===== Text block =====

[occi-wg] Incorporating units into OCCI

Andre Merzky andre at merzky.net
Tue May 26 21:37:34 CDT 2009


Quoting [Gary Mazz] (May 26 2009):
> 
> Andre,
> 
> Maybe I've misinterpreted what was proposed? I though if a particular 
> industry infrastructure, like broadcast and telecom, natively uses a 
> terminology like bits, the spec won't support their native terminology.  
> For example cable channels, satellites and  mpeg is commonly referred to 
> bits.
> 
> By not supporting the native units of an industry, you infer that is not 
> an industry your specification recognizes. I'm sure that's not the 
> intent, but that is how it may be interpreted.

No, I think you understood correctly.  Still, you can't make
all happy if you want to have a well defined and finite! set
of units.  

The units are supposed to be applied to disk space, memory
size, and network bandwidth only - is the industry you are
refering to specifying network bandwith in MBit/second?  I
doubt it.

Where would you stop?  Would you allow bit/minute?
TB/decade?  That would mean free form units, yet another
registry, and yet another set of conditions where
implementations will fail to interop.

Instead agreeing on a well known, fundamental unit which can
trivially be converted to other, domain specific units,
seems like an excellent and *simple* thing.  IMHO, we should
do as was proposed: either use always bytes (or always bits
if you want), or always KB, or MB, or [GB for disk, MB for memory,
MB/s for network]. 

I don't think some industry will feel ignored when we
specify disk space in gigabytes...

Cheers, Andre.


> -gary
> 
> 
> Andre Merzky wrote:
> >Quoting [Gary Mazz] (May 26 2009):
> >  
> >>I think units are a very important issue. More significant than 
> >>atom/json/xlm discussions. I think someone pushed a satellite  into 
> >>mars  over a foot/meter  discrepancy.
> >>
> >>What  if its an e911 or other emergency application running on a cloud. 
> >>It really helps to reduce operational risk with a page of text in a spec.
> >>    
> >
> >I am not saying they are not important - but it does not
> >matter on *which* one you agree, as long as we agree on
> >something, and the spec is clear about that...
> >
> >Andre.
> >
> >
> >  
> >>-gary
> >>
> >>Andre Merzky wrote:
> >>    
> >>>Oh well...  - you can't make everybody happy.  At the end
> >>>one needs to decide on one of the options, and either way,
> >>>just getting rid of units (by defining them as fixed) seems
> >>>like a good solution.  As others stated: a UI can always
> >>>represent a more suitable version...

===== Supplied material =====

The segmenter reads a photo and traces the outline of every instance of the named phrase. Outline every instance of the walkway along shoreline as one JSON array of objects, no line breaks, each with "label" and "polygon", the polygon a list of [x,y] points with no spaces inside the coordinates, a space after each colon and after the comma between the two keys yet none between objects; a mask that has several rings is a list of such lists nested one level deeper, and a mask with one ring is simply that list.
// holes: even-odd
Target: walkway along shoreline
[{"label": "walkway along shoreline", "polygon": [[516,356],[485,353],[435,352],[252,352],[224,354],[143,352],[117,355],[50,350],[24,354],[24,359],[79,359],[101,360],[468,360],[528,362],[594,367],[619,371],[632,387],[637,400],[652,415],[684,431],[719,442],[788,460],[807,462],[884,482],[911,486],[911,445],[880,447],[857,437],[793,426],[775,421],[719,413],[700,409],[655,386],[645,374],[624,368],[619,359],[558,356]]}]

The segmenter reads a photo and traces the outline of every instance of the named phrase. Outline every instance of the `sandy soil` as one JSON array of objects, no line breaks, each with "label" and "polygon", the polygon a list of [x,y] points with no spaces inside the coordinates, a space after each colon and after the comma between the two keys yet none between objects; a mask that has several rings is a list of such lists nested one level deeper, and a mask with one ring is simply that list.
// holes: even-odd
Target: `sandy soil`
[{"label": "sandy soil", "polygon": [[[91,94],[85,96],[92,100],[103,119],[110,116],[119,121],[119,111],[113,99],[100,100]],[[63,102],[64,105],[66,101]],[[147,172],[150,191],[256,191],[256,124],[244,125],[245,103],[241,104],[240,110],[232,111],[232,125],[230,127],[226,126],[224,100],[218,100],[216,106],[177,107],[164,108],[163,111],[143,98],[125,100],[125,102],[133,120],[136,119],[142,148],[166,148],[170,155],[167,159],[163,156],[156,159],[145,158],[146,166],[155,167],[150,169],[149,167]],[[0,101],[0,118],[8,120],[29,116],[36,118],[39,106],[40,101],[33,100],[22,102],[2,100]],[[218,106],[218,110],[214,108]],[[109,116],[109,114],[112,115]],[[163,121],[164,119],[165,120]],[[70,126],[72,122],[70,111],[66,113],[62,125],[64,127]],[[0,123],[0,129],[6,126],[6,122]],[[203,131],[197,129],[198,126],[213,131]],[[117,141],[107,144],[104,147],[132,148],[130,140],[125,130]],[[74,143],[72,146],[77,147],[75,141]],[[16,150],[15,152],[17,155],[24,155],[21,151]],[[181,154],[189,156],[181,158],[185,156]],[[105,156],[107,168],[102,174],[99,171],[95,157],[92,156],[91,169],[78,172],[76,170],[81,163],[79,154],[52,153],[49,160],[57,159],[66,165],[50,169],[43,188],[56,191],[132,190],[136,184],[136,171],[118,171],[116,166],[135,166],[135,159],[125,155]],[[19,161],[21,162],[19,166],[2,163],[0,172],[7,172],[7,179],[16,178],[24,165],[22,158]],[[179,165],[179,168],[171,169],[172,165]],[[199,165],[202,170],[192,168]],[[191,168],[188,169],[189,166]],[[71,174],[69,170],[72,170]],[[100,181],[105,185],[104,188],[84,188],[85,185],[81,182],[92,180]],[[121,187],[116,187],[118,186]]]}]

=====

[Task list]
[a] According to the mailing list message about units in OCCI, which three quantities are the units supposed to apply to?
[b] Quote the mailing list message about units in OCCI from "Where would you" up to and including "space in gigabytes...".

[Task-by-task answers]
[a] Disk space, memory size, and network bandwidth.

[b]
Where would you stop?  Would you allow bit/minute?
TB/decade?  That would mean free form units, yet another
registry, and yet another set of conditions where
implementations will fail to interop.

Instead agreeing on a well known, fundamental unit which can
trivially be converted to other, domain specific units,
seems like an excellent and *simple* thing.  IMHO, we should
do as was proposed: either use always bytes (or always bits
if you want), or always KB, or MB, or [GB for disk, MB for memory,
MB/s for network]. 

I don't think some industry will feel ignored when we
specify disk space in gigabytes...